───── DOCUMENT SEGMENT ─────

Twentieth Interview, Jean Charlot, November 28, 1970, John Pierre Charlot

JPC:

Could you tell me when you started reading Claudel’s plays as opposed to his poems?

JC:

I think the only thing I had read when I met him was L’Annonce faite à Marie. I think it’s the only thing.  There was some intriguing news in the papers that I used to see about L’Échange, I think, L’Ôtage,1 and so on.  They were played at the Théatre du Vieux Colombier, if I remember, and I was interested in the Théatre du Vieux Colombier as being, I would say, progressive, we could say.  I had gone there and seen plays, but not by Claudel.  And it was a small stage, and they didn’t have too much money, and they did things a little bit on a shoestring.  And up to then I had been accustomed to more éclat in the presentation of plays with the Comédie-Française and so on, classics, and it was a revelation for me to have those plays that depended entirely on the actors and the acting rather than the accessories.  But I have never seen L’Annonce faite à Marie on the stage.  I just read it.

JPC:

I’d like to talk a little bit—some of the stories I remember you told me about him.  What did he say about Saint-John Perse?2

JC:

Well, he said nothing about Saint-John Perse.  I said something, and it was rather silly, but for some reason he didn’t mind it.  I said that I had read something by this guy, I didn’t even know the name, I think it was Périple,3 a very long poem, and that it was a blend of Claudel and Gustave Flaubert.  And for some reason Claudel thought that was amusing.  I suppose nobody had been naïve enough to say such things.

───── SUPPLIED RECORDS ─────

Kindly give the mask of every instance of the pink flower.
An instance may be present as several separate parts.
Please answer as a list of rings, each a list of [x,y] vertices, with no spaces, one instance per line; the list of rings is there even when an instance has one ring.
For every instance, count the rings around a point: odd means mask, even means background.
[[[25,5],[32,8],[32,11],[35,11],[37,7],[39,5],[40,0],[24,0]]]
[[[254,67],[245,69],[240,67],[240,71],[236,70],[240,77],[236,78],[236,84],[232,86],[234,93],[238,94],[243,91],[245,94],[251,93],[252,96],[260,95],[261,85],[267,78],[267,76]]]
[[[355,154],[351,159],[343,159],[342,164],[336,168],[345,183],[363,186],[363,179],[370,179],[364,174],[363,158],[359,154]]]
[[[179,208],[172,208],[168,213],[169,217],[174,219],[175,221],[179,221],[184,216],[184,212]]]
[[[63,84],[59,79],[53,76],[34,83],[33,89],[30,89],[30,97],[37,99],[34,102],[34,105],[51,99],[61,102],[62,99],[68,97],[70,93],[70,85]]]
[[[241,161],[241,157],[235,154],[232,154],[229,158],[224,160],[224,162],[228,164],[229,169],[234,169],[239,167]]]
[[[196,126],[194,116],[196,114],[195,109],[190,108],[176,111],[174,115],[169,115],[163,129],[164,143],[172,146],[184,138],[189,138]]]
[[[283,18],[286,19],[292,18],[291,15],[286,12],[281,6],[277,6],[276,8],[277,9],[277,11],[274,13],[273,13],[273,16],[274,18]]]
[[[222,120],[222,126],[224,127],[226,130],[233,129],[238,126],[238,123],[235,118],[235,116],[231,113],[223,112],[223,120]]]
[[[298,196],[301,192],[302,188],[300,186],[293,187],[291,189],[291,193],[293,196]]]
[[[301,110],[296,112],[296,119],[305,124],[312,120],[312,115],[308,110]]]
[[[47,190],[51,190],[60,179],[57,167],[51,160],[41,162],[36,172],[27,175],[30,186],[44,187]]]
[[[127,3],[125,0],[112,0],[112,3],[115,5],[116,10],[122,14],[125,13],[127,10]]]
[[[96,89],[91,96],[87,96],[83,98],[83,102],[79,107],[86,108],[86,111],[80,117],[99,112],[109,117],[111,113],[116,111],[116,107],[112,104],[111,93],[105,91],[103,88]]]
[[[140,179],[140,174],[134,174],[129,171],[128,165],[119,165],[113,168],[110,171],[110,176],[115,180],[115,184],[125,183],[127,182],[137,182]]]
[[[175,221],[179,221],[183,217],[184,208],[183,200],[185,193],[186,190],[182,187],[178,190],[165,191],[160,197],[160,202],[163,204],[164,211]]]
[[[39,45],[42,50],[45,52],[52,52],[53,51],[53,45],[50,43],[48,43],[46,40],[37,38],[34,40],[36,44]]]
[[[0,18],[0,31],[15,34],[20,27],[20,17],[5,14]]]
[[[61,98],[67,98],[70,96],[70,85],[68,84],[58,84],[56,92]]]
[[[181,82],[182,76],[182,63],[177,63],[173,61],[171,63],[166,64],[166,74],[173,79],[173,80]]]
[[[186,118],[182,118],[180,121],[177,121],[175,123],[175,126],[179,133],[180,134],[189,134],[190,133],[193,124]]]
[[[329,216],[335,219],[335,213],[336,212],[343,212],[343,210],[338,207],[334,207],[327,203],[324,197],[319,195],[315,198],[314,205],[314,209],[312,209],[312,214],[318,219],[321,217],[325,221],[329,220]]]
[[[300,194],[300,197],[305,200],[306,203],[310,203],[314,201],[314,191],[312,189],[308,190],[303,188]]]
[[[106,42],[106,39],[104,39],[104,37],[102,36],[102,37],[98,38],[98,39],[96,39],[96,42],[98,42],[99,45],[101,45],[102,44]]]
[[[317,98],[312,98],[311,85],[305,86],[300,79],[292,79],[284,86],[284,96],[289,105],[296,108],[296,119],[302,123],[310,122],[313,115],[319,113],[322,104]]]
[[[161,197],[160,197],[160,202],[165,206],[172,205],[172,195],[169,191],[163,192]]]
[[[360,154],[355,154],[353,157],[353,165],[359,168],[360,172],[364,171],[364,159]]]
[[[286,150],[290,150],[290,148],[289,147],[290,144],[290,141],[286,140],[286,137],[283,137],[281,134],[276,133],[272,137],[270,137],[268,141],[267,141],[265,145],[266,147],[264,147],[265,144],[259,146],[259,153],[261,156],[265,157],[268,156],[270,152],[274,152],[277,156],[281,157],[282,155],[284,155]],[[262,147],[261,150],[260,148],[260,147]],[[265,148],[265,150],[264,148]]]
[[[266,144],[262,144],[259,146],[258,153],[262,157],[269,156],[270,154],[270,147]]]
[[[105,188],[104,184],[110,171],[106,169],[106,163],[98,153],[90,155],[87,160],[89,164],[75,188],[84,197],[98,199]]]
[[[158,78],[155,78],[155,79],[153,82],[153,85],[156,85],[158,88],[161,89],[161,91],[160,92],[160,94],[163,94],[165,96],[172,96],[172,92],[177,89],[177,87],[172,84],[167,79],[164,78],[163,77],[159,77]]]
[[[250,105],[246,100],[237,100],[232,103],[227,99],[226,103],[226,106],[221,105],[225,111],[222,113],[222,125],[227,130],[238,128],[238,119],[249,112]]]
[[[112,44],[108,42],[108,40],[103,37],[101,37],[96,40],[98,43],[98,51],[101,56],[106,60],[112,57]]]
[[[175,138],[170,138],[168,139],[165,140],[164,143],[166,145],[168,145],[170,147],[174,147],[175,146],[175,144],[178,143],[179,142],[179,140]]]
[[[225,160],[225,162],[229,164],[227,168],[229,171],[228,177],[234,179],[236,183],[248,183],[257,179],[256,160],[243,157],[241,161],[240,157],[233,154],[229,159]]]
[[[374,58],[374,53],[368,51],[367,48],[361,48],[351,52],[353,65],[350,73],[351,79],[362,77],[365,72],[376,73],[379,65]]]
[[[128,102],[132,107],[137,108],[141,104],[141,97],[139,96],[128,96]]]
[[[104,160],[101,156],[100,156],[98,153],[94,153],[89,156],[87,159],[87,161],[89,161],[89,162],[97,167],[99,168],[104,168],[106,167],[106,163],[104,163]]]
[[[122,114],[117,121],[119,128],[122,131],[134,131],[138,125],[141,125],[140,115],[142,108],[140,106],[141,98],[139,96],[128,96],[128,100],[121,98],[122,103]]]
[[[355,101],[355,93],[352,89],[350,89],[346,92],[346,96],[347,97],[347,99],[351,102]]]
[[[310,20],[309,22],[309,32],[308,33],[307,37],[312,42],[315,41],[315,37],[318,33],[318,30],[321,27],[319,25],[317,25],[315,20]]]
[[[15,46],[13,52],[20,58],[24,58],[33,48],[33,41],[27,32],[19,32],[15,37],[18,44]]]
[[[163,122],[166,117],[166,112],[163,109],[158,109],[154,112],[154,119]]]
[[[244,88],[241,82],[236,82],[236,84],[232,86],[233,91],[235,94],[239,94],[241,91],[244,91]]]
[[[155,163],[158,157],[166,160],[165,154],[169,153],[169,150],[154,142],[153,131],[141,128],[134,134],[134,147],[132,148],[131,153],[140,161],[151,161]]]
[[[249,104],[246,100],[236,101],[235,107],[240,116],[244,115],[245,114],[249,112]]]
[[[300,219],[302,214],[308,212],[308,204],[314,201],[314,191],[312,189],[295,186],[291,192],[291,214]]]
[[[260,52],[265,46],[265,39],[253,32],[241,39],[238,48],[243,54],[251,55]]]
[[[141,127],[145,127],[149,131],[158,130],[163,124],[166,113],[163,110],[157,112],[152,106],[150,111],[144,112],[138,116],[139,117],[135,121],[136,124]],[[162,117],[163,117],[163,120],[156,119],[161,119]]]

─────

**REQUIREMENTS**
In the interview transcript above, copy the passage starting at "I’d like to" and ending at "say such things." word for word.

**OUTPUT OF THE EXERCISE**
I’d like to talk a little bit—some of the stories I remember you told me about him.  What did he say about Saint-John Perse?2

JC:

Well, he said nothing about Saint-John Perse.  I said something, and it was rather silly, but for some reason he didn’t mind it.  I said that I had read something by this guy, I didn’t even know the name, I think it was Périple,3 a very long poem, and that it was a blend of Claudel and Gustave Flaubert.  And for some reason Claudel thought that was amusing.  I suppose nobody had been naïve enough to say such things.